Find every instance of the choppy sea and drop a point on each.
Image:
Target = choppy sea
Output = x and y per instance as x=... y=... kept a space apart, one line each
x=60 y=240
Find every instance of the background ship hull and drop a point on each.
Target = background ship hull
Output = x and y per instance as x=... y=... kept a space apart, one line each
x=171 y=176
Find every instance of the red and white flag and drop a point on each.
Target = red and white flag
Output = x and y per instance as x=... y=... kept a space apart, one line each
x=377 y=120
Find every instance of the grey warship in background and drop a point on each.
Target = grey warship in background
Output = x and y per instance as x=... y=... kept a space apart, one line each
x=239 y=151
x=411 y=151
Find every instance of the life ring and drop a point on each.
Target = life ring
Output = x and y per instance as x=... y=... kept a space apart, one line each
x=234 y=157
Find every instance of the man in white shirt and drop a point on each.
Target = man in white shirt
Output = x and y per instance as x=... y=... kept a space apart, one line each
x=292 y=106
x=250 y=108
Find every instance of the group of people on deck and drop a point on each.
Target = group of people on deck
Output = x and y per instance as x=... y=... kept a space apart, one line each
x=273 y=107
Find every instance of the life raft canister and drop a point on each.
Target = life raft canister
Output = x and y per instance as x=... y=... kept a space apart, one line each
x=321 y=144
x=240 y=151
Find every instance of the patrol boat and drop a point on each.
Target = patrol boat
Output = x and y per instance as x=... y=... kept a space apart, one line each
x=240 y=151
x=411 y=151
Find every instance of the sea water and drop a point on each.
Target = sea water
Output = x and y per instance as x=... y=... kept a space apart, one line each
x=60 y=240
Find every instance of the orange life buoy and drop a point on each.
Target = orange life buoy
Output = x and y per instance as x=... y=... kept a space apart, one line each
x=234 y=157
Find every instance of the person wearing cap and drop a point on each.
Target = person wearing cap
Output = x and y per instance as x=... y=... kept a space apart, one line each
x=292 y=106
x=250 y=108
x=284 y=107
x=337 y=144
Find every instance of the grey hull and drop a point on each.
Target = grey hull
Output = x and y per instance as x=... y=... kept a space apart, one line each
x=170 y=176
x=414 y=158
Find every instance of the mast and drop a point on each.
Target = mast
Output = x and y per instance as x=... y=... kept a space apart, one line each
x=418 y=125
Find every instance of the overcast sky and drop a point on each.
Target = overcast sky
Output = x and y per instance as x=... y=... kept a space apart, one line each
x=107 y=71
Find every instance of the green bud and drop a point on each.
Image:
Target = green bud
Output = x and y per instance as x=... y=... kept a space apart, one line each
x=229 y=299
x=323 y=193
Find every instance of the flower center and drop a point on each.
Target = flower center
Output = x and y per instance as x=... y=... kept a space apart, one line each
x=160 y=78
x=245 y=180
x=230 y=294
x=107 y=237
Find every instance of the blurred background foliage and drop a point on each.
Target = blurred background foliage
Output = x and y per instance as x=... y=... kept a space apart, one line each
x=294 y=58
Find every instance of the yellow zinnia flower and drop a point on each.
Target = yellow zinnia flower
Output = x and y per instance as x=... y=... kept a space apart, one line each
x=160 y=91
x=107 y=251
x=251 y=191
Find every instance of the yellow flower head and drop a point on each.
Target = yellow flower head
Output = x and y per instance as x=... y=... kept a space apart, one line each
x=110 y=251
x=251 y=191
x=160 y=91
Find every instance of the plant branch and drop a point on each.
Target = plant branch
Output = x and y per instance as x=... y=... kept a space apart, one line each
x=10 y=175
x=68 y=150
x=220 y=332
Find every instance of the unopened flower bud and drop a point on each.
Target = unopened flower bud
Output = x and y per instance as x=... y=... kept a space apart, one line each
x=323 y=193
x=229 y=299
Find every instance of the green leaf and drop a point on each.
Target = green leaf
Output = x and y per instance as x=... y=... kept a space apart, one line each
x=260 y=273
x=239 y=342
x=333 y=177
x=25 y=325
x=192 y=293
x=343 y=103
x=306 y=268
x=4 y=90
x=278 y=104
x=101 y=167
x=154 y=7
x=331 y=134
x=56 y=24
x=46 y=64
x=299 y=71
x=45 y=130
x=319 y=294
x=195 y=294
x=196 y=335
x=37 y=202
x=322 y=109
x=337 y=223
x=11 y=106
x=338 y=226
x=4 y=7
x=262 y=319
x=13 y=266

§ **THE PROBLEM**
Please transcribe the material line by line, exactly, from its opening line through the line that contains "Target = grey warship in background".

§ **RESULT OF THIS TASK**
Find every instance of the choppy sea and drop a point on each.
Image:
Target = choppy sea
Output = x and y per instance as x=... y=... kept a space apart, one line each
x=60 y=240
Find every instance of the background ship hull and drop a point on each.
Target = background ship hull
Output = x and y per instance as x=... y=... kept a space apart, one line each
x=171 y=176
Find every instance of the red and white flag and drop a point on each.
Target = red and white flag
Output = x and y per instance as x=... y=... kept a space apart, one line each
x=377 y=120
Find every instance of the grey warship in background and drop a point on each.
Target = grey warship in background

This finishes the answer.